Resume the article below on homemade cold remedies, writing on from its final sentence.
[[ STUDY TEXT open ]]
Originally published December 11 2005
Expert takes a critical look at homemade remedies for the cold
by Mike Adams, the Health Ranger, NaturalNews Editor
Lucie Hoe helps readers sort through a variety of old folk remedies, to find which are effective in helping with the common cold.
Building the body's defences by stoking up the immune system with disease-fighting nutrients is said to help relieve a runny or blocked nose.
Some nutrition scientists have shown that small amounts of alcohol can act as anti-inflammatory agents on the mucus membranes.
"Hot fluid has a demulcent and soothing action and tasty drinks containing slightly bitter flavours such as lemon and citric acid are particularly beneficial," says Professor Ron Eccles, director of the Common Cold Centre at Cardiff University.
Hot drinks containing paracetamol provide relief from fever, he says, although there is little evidence that the small doses of oral decongestant and vitamin C in many of the hot drink formulations are helpful.
Anecdotal evidence shows that taking large amounts of garlic at the onset of a cold can reduce its duration.
[[ STUDY TEXT closed ]]
[[ ENTRIES SHOWN open ]]
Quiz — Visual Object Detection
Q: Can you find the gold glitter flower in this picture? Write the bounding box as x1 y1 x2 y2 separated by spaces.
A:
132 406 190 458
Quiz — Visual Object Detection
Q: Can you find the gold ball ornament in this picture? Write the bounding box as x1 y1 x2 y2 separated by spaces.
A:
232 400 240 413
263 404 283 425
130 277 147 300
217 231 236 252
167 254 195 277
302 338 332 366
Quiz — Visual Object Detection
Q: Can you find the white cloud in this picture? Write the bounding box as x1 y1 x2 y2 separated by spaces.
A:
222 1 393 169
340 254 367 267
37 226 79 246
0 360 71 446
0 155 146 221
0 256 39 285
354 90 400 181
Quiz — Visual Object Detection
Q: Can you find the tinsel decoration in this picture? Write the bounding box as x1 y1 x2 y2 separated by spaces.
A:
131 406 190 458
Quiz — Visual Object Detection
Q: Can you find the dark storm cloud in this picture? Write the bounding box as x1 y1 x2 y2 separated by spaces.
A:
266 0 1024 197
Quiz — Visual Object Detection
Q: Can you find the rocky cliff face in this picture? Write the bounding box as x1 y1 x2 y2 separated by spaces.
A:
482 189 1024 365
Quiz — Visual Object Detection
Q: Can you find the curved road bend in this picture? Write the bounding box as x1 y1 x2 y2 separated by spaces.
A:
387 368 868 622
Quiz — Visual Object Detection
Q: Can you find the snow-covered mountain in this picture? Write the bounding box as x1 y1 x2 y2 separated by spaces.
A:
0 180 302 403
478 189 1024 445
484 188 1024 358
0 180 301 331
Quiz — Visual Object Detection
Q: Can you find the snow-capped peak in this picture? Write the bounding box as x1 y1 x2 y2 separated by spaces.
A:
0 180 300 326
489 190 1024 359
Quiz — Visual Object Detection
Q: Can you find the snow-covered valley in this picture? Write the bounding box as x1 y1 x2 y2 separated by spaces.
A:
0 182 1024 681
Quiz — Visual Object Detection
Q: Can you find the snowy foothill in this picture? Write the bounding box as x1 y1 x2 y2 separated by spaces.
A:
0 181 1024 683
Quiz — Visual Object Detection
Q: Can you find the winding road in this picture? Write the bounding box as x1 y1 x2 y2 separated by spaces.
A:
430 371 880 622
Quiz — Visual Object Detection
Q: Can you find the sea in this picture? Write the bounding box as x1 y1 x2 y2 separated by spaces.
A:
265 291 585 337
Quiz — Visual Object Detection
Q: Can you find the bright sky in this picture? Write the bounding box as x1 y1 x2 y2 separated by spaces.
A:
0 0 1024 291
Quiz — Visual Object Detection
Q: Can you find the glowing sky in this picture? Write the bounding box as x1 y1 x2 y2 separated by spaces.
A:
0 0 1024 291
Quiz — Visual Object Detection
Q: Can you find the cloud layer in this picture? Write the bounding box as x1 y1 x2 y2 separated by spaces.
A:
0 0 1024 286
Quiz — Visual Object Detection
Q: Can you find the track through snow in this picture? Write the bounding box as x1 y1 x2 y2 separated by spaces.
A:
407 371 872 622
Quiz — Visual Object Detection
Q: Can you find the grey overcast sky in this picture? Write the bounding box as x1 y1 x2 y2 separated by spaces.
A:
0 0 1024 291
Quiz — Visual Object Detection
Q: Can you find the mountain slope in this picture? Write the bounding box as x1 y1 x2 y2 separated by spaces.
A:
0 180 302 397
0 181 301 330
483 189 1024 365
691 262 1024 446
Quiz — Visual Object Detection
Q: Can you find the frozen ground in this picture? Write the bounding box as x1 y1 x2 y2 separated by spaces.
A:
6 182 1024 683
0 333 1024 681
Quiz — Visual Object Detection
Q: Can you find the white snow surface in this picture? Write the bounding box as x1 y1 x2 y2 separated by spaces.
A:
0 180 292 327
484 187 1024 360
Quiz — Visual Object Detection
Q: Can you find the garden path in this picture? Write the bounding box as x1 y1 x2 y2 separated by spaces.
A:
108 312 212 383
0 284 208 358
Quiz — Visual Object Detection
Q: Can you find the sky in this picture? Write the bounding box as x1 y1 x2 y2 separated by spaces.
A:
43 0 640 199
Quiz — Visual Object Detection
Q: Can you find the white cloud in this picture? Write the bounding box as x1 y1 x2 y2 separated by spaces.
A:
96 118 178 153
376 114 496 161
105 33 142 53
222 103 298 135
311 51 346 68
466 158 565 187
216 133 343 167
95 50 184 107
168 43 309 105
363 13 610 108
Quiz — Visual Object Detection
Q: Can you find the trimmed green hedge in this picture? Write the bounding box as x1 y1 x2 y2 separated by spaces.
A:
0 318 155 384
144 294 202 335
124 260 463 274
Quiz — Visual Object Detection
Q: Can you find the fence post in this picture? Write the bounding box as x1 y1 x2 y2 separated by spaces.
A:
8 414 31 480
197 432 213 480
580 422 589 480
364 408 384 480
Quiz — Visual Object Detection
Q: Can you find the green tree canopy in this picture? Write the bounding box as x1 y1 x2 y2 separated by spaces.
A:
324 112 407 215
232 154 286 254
[[ ENTRIES SHOWN closed ]]
> OUTPUT
The World Health Organisation may have endorsed echinacea for the treatment of the common cold, but a report in the New England Journal of Medicine this year by Stanford University medical researchers revealed that the herbal supplement is not as effective as many people think.
Remarkably, your grandmother's advice to take a bowl of chicken soup when you have a cold has been proved by scientists to be correct.
Hot water bottles may be highly overrated Eccles says that hot soups of any kind "promote airway secretions and have a calmative action on an inflamed throat".
Consuming hot fluids also means that viruses, which thrive on fixed temperatures, are likely to be killed off more quickly.
Gijs van den Brink, a cell biologist at the Academic Medical Centre in Amsterdam, showed that eating and fasting cause brief fluctuations in the amount of two chemical messengers called cytokines in healthy volunteers.